*Records provided:*
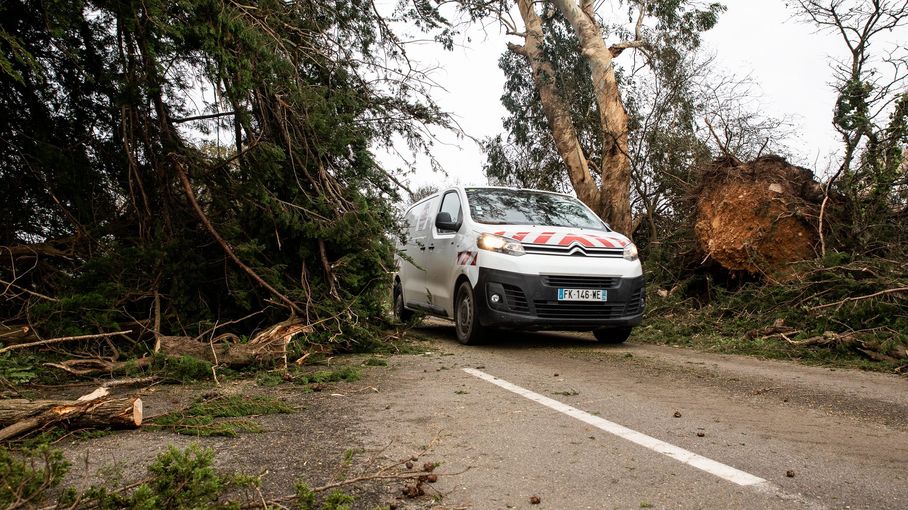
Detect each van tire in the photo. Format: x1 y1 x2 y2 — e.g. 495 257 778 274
454 281 485 345
394 283 415 324
593 328 634 344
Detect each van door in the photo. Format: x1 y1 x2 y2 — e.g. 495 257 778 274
399 197 438 309
426 190 463 317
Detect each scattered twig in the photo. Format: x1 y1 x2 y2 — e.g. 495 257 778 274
811 287 908 310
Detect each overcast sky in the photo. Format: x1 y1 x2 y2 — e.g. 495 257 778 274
384 0 908 191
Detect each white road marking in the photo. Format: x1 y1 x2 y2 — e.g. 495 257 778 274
463 368 776 486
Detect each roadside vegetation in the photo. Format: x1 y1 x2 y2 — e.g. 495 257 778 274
0 0 908 510
633 256 908 373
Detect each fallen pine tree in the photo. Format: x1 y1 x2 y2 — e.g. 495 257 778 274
45 318 312 376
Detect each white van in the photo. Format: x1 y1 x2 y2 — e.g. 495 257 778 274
394 187 644 344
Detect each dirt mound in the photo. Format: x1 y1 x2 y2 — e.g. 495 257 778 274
695 156 823 274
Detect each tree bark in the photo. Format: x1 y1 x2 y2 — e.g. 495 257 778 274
509 0 601 207
554 0 632 235
0 397 143 441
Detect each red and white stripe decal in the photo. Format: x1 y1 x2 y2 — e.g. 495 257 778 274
457 251 479 266
558 234 594 248
486 231 628 248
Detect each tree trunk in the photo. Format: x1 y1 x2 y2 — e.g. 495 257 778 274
0 397 142 441
508 0 601 207
554 0 632 236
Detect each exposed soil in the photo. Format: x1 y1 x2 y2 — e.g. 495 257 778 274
695 156 823 274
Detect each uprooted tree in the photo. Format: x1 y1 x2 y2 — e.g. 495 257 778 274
0 0 445 350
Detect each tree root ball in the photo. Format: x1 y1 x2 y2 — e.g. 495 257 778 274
695 156 823 274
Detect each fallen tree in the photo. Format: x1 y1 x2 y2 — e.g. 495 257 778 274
45 319 312 376
0 391 143 441
695 156 823 275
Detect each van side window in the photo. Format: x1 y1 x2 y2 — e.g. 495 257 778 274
404 208 417 238
438 191 463 231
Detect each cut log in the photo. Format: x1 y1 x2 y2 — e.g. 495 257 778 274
0 324 38 345
695 156 823 275
159 320 312 367
0 397 142 441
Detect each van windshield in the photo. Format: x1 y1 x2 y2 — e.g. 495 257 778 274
465 188 607 230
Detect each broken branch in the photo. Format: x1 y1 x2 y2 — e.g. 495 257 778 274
0 329 132 354
811 287 908 310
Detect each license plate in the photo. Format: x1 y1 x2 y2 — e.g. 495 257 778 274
558 289 608 301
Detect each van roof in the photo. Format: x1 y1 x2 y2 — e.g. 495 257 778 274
407 186 571 210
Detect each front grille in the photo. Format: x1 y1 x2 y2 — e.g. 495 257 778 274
502 283 530 313
542 275 621 289
523 244 624 258
625 288 644 315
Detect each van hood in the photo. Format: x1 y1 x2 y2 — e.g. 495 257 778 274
480 225 631 248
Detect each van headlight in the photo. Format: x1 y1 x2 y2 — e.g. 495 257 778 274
476 234 526 257
624 243 639 260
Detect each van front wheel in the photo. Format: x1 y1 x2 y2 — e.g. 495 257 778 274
454 281 484 345
394 283 414 324
593 328 633 344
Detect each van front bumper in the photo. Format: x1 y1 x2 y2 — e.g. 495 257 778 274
474 268 645 331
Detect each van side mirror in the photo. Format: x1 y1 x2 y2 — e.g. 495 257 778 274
435 212 460 232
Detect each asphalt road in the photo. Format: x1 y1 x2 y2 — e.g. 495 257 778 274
358 322 908 509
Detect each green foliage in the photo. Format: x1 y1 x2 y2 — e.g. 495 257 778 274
296 482 317 510
0 0 450 355
0 351 38 385
321 491 354 510
145 395 294 437
293 367 361 384
147 445 223 508
634 253 908 371
0 446 69 510
151 355 211 383
0 444 354 510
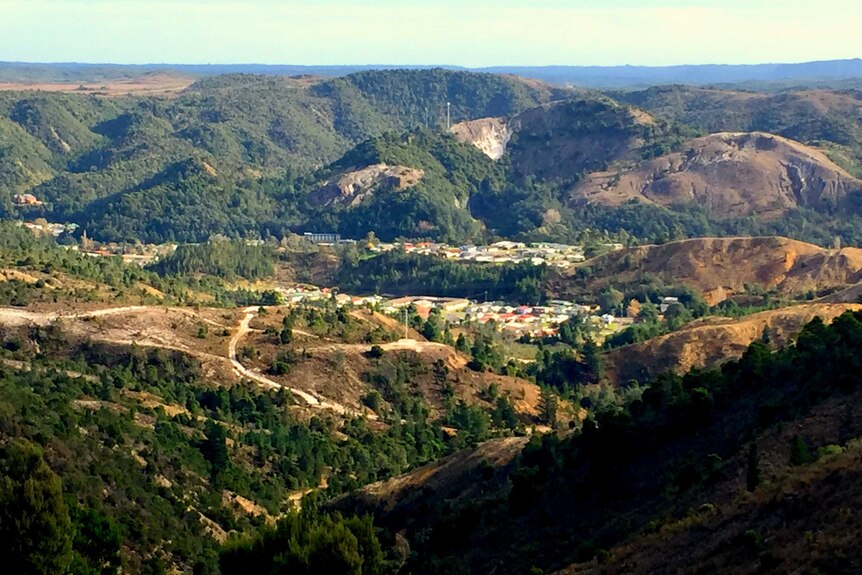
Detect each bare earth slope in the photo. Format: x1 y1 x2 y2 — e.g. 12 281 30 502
555 237 862 305
604 303 862 383
571 132 862 218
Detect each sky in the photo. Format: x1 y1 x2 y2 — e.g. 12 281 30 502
0 0 862 67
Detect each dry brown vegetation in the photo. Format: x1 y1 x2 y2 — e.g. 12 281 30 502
555 237 862 305
0 74 194 96
572 132 862 219
604 303 862 384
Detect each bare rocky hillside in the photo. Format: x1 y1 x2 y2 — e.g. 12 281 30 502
553 237 862 305
571 132 862 219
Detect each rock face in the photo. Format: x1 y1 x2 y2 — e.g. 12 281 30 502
451 96 668 179
449 118 512 160
554 237 862 305
571 132 862 219
309 164 425 207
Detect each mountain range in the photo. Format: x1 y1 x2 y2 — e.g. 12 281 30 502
5 58 862 89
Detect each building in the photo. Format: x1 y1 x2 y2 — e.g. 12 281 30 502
12 194 42 206
303 232 341 244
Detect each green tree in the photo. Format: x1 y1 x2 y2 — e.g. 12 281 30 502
745 442 760 491
201 420 230 481
539 387 558 427
790 435 814 465
598 287 625 313
455 333 470 353
0 440 72 575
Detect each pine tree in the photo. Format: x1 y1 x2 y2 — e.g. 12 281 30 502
539 387 557 427
0 441 72 575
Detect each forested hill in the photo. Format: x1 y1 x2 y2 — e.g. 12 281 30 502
0 69 580 241
0 69 862 245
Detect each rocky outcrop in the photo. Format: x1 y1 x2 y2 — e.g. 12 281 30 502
309 164 425 207
449 118 512 160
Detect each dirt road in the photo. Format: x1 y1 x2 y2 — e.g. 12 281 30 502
0 306 428 420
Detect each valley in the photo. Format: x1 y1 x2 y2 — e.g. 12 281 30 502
0 59 862 575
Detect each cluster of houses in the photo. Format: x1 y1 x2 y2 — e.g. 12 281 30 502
12 194 42 206
18 220 78 238
278 285 632 337
381 296 632 337
371 241 623 268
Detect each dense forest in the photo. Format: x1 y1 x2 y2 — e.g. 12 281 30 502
340 312 862 573
0 70 862 245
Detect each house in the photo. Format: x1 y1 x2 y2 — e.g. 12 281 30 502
12 194 42 206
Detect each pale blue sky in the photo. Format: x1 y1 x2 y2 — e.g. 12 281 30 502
0 0 862 66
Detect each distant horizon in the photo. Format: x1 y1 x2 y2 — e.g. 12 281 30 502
0 0 862 68
0 56 862 70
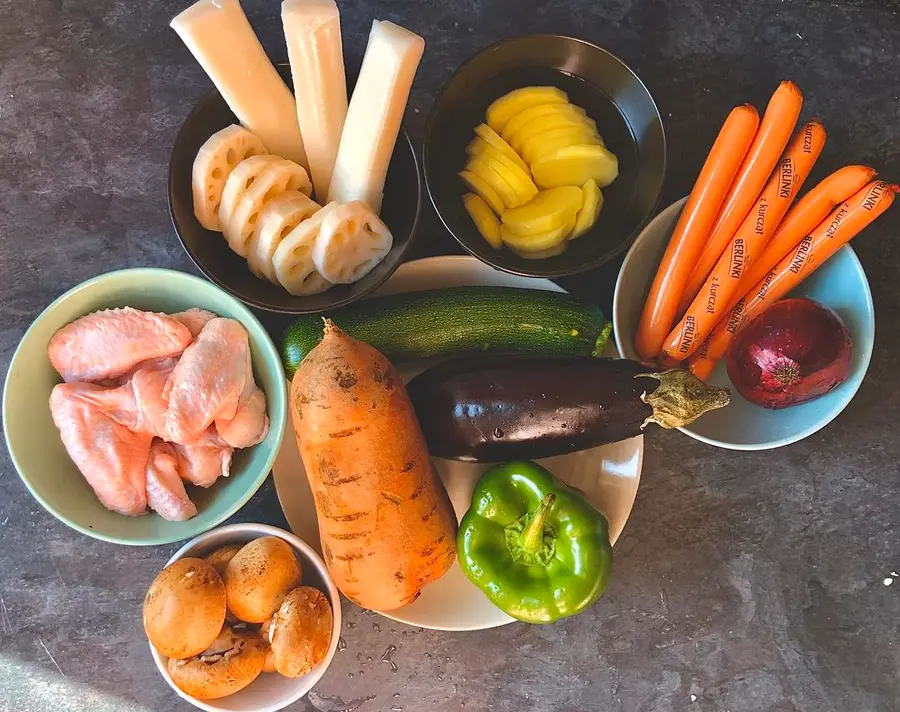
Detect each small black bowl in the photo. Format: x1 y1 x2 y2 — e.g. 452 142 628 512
169 64 422 314
423 35 666 277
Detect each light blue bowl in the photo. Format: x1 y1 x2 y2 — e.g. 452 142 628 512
613 199 875 450
3 269 287 546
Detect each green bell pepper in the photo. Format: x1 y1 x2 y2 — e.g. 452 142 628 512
457 461 612 623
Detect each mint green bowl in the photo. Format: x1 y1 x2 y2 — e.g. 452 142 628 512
3 269 287 546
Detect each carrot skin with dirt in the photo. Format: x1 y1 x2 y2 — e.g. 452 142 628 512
663 120 825 359
635 104 759 361
679 82 803 313
290 322 456 611
690 181 900 379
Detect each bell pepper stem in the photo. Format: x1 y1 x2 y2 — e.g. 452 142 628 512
522 492 556 554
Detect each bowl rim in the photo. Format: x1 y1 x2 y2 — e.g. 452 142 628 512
166 81 423 316
147 522 343 712
2 267 287 546
422 32 669 279
613 196 875 452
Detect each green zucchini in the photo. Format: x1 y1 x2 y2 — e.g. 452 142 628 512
282 287 612 378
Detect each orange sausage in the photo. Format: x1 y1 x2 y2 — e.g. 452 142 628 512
634 104 759 361
679 82 803 313
690 181 900 378
663 120 825 359
740 166 877 292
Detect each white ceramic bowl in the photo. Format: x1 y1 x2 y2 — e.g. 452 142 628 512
150 523 341 712
613 199 875 450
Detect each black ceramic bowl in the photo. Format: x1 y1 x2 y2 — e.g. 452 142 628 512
169 64 422 314
423 35 666 277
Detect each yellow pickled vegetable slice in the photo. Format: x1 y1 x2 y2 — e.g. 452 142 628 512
475 124 528 172
500 216 575 252
510 240 569 260
466 156 525 208
503 185 583 235
486 87 569 133
473 153 537 205
466 137 537 197
500 104 587 143
531 145 619 188
522 126 604 165
569 178 603 240
463 193 503 250
509 114 597 152
459 171 506 215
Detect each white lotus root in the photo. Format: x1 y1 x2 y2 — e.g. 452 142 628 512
272 203 340 296
247 195 321 284
312 200 394 284
191 124 268 230
221 159 312 257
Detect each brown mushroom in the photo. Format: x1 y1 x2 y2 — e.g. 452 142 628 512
203 544 244 576
143 558 225 659
168 625 266 700
269 586 334 677
259 613 278 672
224 536 302 623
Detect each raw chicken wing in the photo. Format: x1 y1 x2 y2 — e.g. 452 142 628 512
147 439 197 522
50 383 153 516
216 383 269 448
172 426 233 487
172 307 216 339
166 318 253 445
47 307 191 382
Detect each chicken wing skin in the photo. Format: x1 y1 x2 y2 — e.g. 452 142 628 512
166 318 253 445
147 439 197 522
47 307 192 383
50 383 153 516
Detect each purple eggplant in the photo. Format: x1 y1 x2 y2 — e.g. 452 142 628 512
407 355 730 462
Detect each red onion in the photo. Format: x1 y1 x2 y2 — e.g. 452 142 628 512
727 299 853 410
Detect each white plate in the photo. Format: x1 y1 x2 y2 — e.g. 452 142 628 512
274 256 644 630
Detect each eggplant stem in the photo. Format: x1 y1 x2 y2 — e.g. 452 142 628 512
635 368 731 430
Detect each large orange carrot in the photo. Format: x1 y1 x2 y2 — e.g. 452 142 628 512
690 181 900 379
679 82 803 313
634 104 759 361
690 166 876 381
290 322 456 611
663 120 825 359
728 166 877 292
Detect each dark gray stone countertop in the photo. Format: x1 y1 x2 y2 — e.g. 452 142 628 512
0 0 900 712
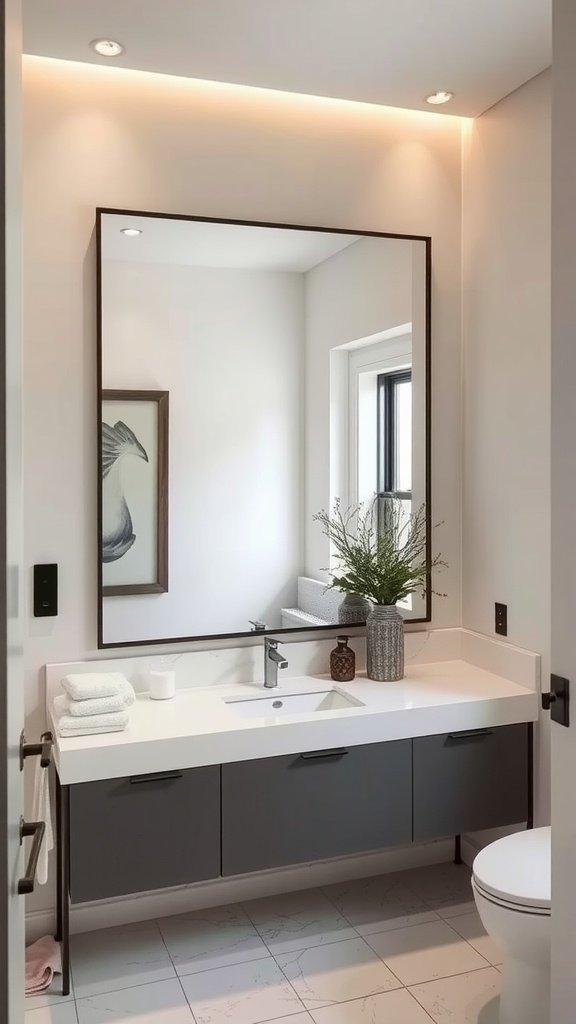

*Given request:*
Convert the items from the beginning through the line containing "394 187 644 344" into a two-column CSV with headers text and answer, one row per item. Put each field in quotes, replace line breaks with spaces, and omit the pictures.

*Final result:*
text,answer
"Detect each van tire in the photo. Format: x1 y1 x2 y2 — e.g. 495 257 778 274","454 281 485 345 394 283 415 324 593 328 634 344"
"Detect each van door in the photo. Format: x1 y1 x2 y2 — e.g. 495 257 778 274","399 197 438 309 426 190 463 317"
"Detect each scattered twig in the photo. Format: x1 y1 x2 y2 — e.g. 495 257 778 274","811 287 908 310"
"Detect each overcast sky in the photo. Format: x1 y1 x2 y2 — e.g. 495 257 778 274","384 0 908 191"
"Detect each white road marking in the photo. Format: x1 y1 x2 y2 — e.g. 495 257 778 274","463 368 776 486"
"Detect each roadside vegetation in the photo. Format: x1 y1 x2 y2 — e.g. 495 257 778 274","0 0 908 510 633 256 908 373"
"Detect each fallen pine tree in the photo. Format: x1 y1 x2 y2 — e.g. 495 257 778 274","45 318 312 376"
"Detect each white van in the photo. Format: x1 y1 x2 y2 — e.g. 495 257 778 274","394 187 644 344"